- [Supplied material]:
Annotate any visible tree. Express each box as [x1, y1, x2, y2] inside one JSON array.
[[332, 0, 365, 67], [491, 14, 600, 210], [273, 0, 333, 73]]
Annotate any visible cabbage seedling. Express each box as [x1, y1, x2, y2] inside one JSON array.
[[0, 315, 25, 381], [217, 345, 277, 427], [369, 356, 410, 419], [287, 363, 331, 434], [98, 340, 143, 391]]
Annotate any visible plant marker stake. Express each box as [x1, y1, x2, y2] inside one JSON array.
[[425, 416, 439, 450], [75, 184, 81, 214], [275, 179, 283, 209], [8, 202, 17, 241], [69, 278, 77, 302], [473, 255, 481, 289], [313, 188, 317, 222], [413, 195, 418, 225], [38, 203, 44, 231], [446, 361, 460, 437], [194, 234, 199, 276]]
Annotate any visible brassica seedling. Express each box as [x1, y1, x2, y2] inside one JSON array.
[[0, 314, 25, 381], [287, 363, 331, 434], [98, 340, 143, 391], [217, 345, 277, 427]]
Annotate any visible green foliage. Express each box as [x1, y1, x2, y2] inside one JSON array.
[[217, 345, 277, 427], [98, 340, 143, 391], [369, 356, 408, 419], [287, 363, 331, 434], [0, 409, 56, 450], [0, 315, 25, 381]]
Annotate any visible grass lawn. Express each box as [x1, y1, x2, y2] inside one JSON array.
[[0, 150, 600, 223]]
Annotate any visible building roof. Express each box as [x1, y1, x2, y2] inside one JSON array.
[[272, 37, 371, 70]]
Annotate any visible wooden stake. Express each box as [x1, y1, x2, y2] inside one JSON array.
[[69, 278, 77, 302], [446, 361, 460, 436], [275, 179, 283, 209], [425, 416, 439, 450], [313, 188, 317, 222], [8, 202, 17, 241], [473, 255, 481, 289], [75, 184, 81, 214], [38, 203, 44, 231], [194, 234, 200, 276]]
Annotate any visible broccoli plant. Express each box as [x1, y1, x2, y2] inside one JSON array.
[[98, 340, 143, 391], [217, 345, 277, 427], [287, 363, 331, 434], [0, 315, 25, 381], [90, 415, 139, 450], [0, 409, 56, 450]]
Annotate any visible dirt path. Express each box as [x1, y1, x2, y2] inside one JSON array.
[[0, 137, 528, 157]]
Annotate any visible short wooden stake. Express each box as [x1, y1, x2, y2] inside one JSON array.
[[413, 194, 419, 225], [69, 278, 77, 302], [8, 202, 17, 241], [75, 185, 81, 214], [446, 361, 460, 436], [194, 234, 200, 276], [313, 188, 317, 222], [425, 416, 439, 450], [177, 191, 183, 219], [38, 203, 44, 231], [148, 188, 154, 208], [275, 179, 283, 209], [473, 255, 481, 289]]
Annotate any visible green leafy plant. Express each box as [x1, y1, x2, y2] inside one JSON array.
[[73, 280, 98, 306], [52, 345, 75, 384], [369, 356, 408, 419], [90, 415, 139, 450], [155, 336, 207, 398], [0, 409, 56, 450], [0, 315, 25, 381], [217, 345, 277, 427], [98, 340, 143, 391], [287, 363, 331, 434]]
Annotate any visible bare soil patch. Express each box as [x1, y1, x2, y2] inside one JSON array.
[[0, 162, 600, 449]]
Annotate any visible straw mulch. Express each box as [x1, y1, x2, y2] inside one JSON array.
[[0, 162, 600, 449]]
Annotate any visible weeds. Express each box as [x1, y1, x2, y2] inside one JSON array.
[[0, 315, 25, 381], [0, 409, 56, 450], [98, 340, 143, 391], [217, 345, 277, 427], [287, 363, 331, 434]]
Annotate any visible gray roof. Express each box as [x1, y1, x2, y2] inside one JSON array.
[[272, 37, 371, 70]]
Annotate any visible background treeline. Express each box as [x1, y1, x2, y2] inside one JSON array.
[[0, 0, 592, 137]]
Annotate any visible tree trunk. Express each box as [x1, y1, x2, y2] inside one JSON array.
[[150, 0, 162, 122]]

- [Exercise directions]: Format every line of the data above as a Markdown table with the columns Row and Line. Number the rows in order and leave out blank lines.

- [Written solution]:
| Row | Line |
|---|---|
| 1 | Annotate any visible tree. Express each box as [x1, y1, x2, y2] inside one JSON array. |
| 2 | [[332, 0, 365, 67], [491, 14, 600, 210], [273, 0, 333, 73]] |
| 3 | Annotate any visible cabbage seedling. Express each box as [x1, y1, x2, y2] inside one JSON array. |
| 4 | [[0, 315, 25, 381], [217, 345, 277, 427], [369, 356, 410, 419], [287, 363, 331, 434], [98, 340, 143, 391]] |
| 5 | Annotate any visible plant marker stake. Express each box as [x1, y1, x2, y2] inside one JSON array. |
| 6 | [[425, 416, 439, 450], [75, 184, 81, 214], [275, 179, 283, 209], [8, 202, 17, 241], [69, 278, 77, 302], [473, 255, 481, 289], [313, 188, 317, 222], [413, 195, 418, 225], [38, 203, 44, 231], [446, 361, 460, 437], [194, 234, 199, 276]] |
| 7 | Annotate any visible brassica seedling. Express each box as [x1, y1, x2, y2] inside one JSON array. |
| 8 | [[0, 314, 25, 381], [287, 363, 331, 434], [98, 340, 143, 391], [217, 345, 277, 427]] |
| 9 | Annotate any visible green foliage. Express each box as [x1, y1, x2, y2] inside one JSON array. |
| 10 | [[217, 345, 277, 427], [98, 340, 143, 391], [369, 356, 408, 419], [287, 363, 331, 434], [0, 409, 56, 450], [0, 315, 25, 381]] |
| 11 | Annotate any visible grass lawn. Express each box as [x1, y1, x2, y2] inside one JSON array. |
| 12 | [[0, 150, 600, 223]] |
| 13 | Annotate any visible building roof. Express each box as [x1, y1, x2, y2] inside one JSON array. |
| 14 | [[272, 37, 371, 70]] |
| 15 | Annotate any visible wooden stake. Express each box as [x1, y1, x2, y2] inside one JSON array. |
| 16 | [[69, 278, 77, 302], [446, 361, 460, 436], [275, 179, 283, 209], [425, 416, 439, 450], [313, 188, 317, 222], [8, 202, 17, 241], [473, 255, 481, 289], [75, 184, 81, 214], [38, 203, 44, 231], [194, 234, 200, 276]] |
| 17 | Annotate any visible broccoli plant. Express each box as [x1, y1, x2, y2] inside one JSON array. |
| 18 | [[98, 340, 143, 391], [217, 345, 277, 427], [287, 363, 331, 434], [0, 315, 25, 381], [90, 415, 139, 450], [0, 409, 56, 450]] |
| 19 | Annotate any visible dirt path. Express each box as [x1, y1, x2, y2] inside one JSON array. |
| 20 | [[0, 137, 528, 157]] |
| 21 | Annotate any visible short wooden stake. Express each box as [x1, y1, x2, y2] inside one JSON array. |
| 22 | [[413, 194, 419, 225], [69, 278, 77, 302], [8, 202, 17, 241], [75, 185, 81, 214], [446, 361, 460, 436], [194, 234, 200, 276], [313, 188, 317, 222], [425, 416, 439, 450], [177, 191, 183, 219], [38, 203, 44, 231], [148, 188, 154, 208], [275, 179, 283, 209], [473, 255, 481, 289]] |
| 23 | Annotate any visible green leafy plant. Express each box as [x1, y1, x2, y2] inside one JSON array. |
| 24 | [[73, 280, 98, 306], [52, 345, 75, 384], [369, 356, 408, 419], [90, 415, 139, 450], [155, 336, 207, 398], [0, 409, 56, 450], [0, 315, 25, 381], [217, 345, 277, 427], [98, 340, 143, 391], [287, 363, 331, 434]] |
| 25 | Annotate any visible bare soil patch. Express each box as [x1, y1, x2, y2] inside one JSON array. |
| 26 | [[0, 162, 600, 449]] |
| 27 | Annotate any visible straw mulch. Express each box as [x1, y1, x2, y2] inside one JSON array. |
| 28 | [[0, 162, 600, 449]] |
| 29 | Annotate any visible weeds. Express each box as [x1, y1, x2, y2] inside one JSON array. |
| 30 | [[0, 315, 25, 381], [0, 409, 56, 450], [98, 340, 143, 391], [217, 345, 277, 427], [287, 363, 331, 434]] |
| 31 | Annotate any visible gray roof. Express each box as [x1, y1, x2, y2] inside one JSON array. |
| 32 | [[272, 37, 371, 70]] |
| 33 | Annotate any visible background treeline. Express each box as [x1, y1, x2, y2] inside one JSON array. |
| 34 | [[0, 0, 592, 137]] |
| 35 | Annotate any visible tree trunk. Express each box as [x1, y1, x2, y2] inside one JSON array. |
| 36 | [[150, 0, 162, 122]] |